▶ **Task A**:
Translate this sentence from the hybrid embryo excerpt into Spanish: "The resulting embryos survived for three days."
▶ **Task B**:
In the hybrid embryo excerpt, write out the part from "Researchers at Newcastle" up to and including "to peer review.", swapping "cow eggs" for "rabbit eggs".

▶ **Page extract**:
Researchers at Newcastle University have become the first in the UK to create human-animal hybrid embryos by inserting human DNA from banked embryonic stem cells into cow eggs which had had their own nuclei removed. The resulting embryos survived for three days. The work has yet to be verified, and is subject to peer review.

Read the statement from Newcastle University here.

Dr Mark Walport, Director of the Wellcome Trust, said:

“It is too early to assess the significance of these results but this is an important area of science that has been scrutinised by the HFEA. The aim of the research is to advance human health. This work emphasises the importance of the parliamentary scrutiny of this area of research over the coming weeks.”

Prof Colin Blakemore, former Head of the Medical Research Council, said:

“The creation of hybrid embryos is not illegal and researchers in Newcastle and London were granted provisional licences for such research in January, after an extensive consultation by the HFEA. This research is at a very early stage and no results have been peer-reviewed or published. However, these preliminary reports give hope that this approach is likely to provide stem cells for research without the use of human eggs or normal human embryos. The new Bill is intended to confirm the arrangements for regulation of this important area of research.”

Peter W. Andrews, Professor of Biomedical Science, Centre for Stem Cell Biology, University of Sheffield, said:

“The production of embryos by transferring the nucleus of an adult human cell to a human egg from which its own nucleus has already proved very difficult, let alone by combining a human nucleus with an animal egg. Apparently these researchers have achieved some success, but by using the nucleus from a very early embryonic cell, which might be easier to reprogram than an adult cell.

“However, at the moment it is impossible to assess the significance of this report until we know more details of what has been achieved, the results have been repeated and, importantly, they have been reviewed by independent researchers in the usual way.”

Martin Bobrow, Emeritus Professor of Medical Genetics, University of Cambridge, said:

“I have no idea whether this is true or not but Dr Armstrong has been working towards this for a long time and has recently been given a license to pursue this research. It would be unsurprising if he did not have early data but it is very unhelpful to speculate about how significant they are until we have more facts.

“If it turns out to be true that he has so rapidly been able to create an embryo that could produce a medically useful stem cell line, then that would be a very strong argument for pursuing that particular technique.”

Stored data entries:
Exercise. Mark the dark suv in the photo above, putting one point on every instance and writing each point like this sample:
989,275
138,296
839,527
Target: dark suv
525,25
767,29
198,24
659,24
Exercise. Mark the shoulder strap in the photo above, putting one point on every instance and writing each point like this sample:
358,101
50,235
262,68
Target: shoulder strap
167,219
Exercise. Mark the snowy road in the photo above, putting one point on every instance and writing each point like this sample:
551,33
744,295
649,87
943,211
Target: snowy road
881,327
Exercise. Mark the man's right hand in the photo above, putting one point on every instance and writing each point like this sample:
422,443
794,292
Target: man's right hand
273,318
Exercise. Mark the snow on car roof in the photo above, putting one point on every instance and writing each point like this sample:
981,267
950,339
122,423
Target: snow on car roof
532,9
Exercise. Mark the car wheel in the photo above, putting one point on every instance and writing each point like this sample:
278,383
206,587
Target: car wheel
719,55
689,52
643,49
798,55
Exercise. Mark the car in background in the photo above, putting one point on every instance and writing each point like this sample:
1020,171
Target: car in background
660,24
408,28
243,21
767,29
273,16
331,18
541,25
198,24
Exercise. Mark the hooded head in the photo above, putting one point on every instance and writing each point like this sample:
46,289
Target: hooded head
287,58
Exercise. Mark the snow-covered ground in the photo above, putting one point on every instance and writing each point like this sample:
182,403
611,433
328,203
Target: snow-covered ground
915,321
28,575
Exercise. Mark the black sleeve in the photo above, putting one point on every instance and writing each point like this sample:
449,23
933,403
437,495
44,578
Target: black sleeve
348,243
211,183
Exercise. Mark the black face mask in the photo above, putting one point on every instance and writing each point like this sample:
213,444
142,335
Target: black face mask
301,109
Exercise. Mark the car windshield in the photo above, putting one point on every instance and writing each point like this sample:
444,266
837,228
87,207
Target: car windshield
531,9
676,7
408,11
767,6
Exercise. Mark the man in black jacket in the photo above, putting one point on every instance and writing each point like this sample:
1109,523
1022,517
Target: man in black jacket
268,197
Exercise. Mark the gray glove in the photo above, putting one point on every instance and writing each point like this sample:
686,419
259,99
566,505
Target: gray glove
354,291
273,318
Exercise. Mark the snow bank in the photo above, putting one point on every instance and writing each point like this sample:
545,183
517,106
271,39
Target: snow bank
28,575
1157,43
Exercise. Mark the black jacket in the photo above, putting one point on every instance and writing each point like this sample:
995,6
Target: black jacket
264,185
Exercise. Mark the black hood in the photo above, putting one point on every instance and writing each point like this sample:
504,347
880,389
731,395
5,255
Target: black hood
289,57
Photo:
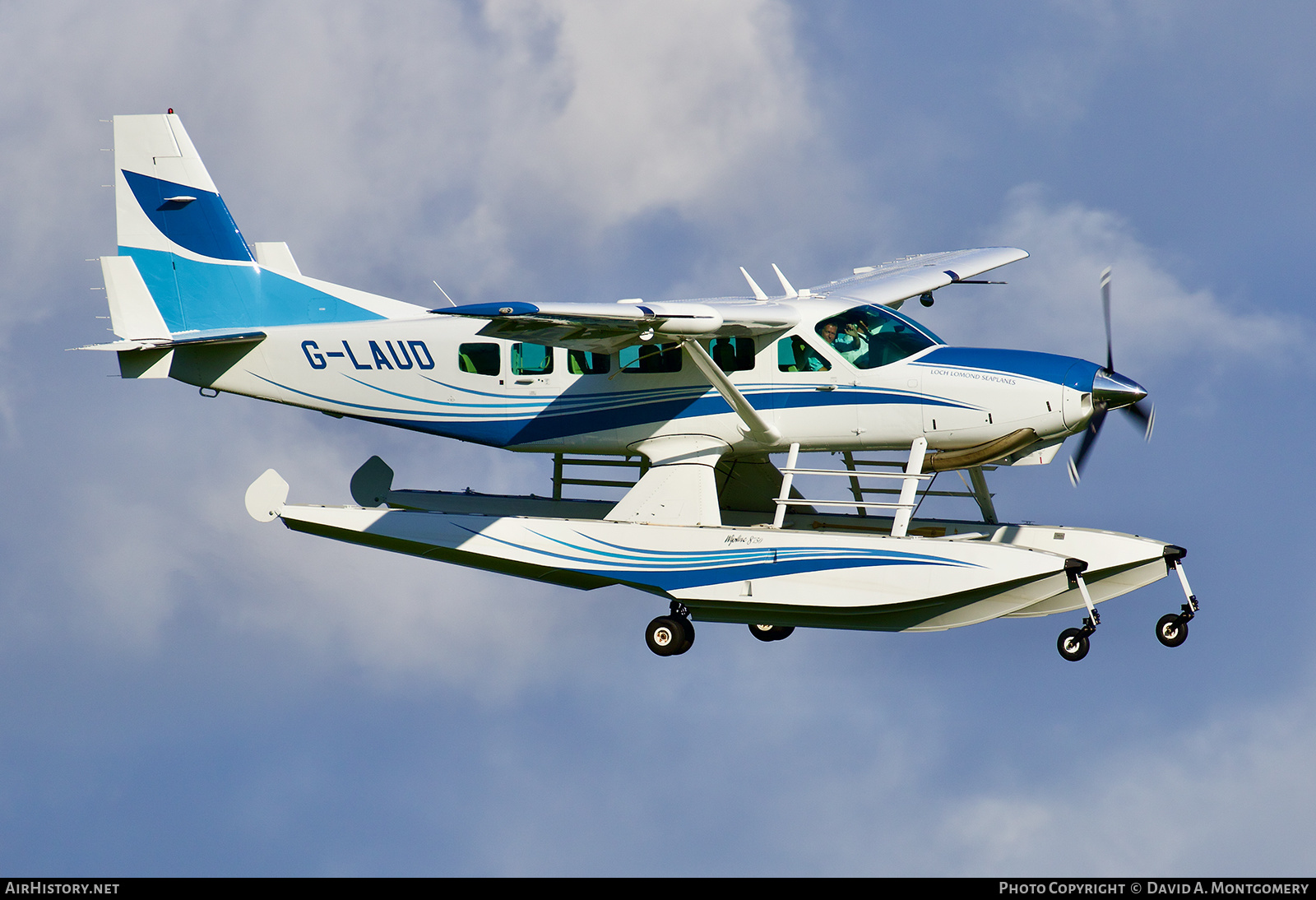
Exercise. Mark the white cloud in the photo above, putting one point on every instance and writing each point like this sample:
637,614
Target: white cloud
1230,798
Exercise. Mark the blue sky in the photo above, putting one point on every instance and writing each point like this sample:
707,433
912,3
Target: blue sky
190,693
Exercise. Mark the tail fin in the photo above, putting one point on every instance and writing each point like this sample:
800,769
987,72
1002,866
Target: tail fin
191,256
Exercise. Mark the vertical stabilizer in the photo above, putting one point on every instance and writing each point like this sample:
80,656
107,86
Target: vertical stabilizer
191,257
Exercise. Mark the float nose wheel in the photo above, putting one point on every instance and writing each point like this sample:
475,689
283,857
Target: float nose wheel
671,634
1074,643
1173,629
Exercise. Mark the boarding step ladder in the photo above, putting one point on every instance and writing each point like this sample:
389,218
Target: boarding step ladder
629,462
908,492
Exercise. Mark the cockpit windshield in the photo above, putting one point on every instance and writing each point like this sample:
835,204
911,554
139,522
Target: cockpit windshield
874,336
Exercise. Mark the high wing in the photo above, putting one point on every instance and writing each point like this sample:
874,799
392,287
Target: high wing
605,328
892,282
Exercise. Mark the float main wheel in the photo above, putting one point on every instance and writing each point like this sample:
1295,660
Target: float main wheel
665,636
1171,630
1073,643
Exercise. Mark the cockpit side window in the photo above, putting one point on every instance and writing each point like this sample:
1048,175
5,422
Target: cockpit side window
794,355
872,336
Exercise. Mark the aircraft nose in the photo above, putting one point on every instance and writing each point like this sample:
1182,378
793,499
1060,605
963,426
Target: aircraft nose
1115,390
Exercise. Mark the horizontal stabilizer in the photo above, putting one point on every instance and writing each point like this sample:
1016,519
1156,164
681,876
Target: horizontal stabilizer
182,340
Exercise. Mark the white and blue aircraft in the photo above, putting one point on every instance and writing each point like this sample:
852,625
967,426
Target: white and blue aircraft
701,392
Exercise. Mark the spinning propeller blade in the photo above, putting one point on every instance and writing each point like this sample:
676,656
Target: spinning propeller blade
1111,391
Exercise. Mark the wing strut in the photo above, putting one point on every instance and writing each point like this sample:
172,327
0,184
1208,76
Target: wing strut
756,427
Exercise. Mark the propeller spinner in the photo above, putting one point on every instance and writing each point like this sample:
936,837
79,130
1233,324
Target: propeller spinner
1111,391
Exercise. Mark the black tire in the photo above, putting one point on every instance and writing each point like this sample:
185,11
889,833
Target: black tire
688,638
1073,643
665,636
1171,630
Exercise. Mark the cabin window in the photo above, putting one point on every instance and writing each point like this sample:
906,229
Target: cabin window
734,355
532,360
794,355
585,362
651,358
872,336
478,358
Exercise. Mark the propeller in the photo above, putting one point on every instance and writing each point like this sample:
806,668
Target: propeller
1111,391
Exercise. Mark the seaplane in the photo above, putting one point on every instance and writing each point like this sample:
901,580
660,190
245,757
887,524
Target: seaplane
684,403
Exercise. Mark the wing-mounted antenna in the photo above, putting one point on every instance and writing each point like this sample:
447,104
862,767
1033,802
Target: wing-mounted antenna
444,292
753,285
786,285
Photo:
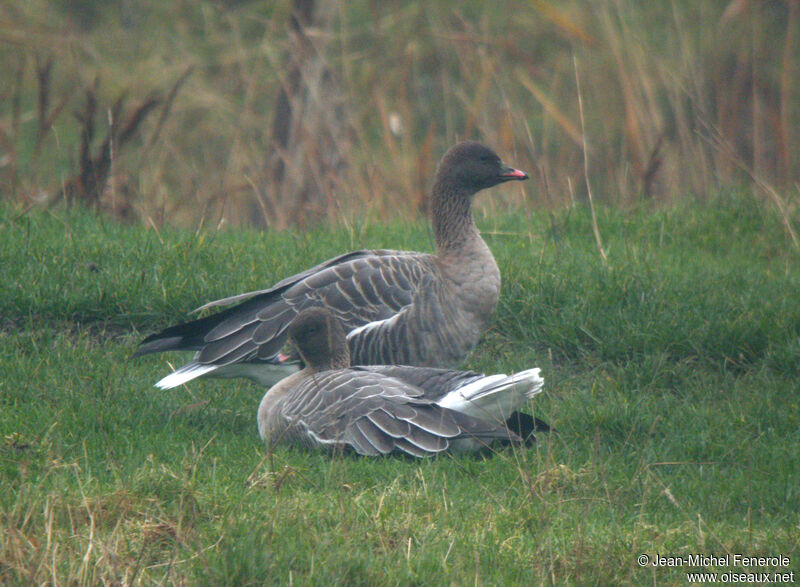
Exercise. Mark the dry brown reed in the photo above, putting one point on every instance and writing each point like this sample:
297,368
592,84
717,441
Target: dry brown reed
303,111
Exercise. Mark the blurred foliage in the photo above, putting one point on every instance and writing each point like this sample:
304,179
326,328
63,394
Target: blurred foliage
679,99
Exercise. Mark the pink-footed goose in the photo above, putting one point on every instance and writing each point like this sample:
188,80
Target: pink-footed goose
377,410
397,307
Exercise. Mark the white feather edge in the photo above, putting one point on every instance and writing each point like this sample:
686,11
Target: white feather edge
495,396
265,374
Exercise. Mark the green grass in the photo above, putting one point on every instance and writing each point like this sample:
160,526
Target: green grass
672,378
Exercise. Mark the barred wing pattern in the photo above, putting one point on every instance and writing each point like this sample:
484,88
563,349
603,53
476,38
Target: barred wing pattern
373,415
359,288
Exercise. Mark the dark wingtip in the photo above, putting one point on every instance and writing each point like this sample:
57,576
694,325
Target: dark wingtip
152,344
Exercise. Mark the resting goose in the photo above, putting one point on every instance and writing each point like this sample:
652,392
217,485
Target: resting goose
397,307
378,410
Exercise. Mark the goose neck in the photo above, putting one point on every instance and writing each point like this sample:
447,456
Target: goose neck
453,225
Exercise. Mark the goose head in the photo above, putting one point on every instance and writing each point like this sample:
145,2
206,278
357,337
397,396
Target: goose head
469,167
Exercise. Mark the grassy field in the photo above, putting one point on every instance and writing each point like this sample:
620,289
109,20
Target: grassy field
672,377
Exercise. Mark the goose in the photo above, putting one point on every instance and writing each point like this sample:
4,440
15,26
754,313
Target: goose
397,307
377,410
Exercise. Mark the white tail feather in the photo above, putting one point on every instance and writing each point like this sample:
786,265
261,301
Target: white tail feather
266,374
495,396
184,374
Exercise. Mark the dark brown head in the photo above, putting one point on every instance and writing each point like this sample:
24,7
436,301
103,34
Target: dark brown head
320,339
469,167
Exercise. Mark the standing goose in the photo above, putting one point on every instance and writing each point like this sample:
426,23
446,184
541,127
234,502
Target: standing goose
375,410
397,307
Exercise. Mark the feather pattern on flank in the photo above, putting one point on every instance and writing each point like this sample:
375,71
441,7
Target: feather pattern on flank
382,409
397,307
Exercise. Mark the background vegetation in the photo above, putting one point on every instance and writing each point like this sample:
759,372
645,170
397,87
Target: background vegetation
669,338
671,374
288,112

▶ **Exercise solution A**:
Los embriones resultantes sobrevivieron durante tres días.

▶ **Exercise solution B**:
Researchers at Newcastle University have become the first in the UK to create human-animal hybrid embryos by inserting human DNA from banked embryonic stem cells into rabbit eggs which had had their own nuclei removed. The resulting embryos survived for three days. The work has yet to be verified, and is subject to peer review.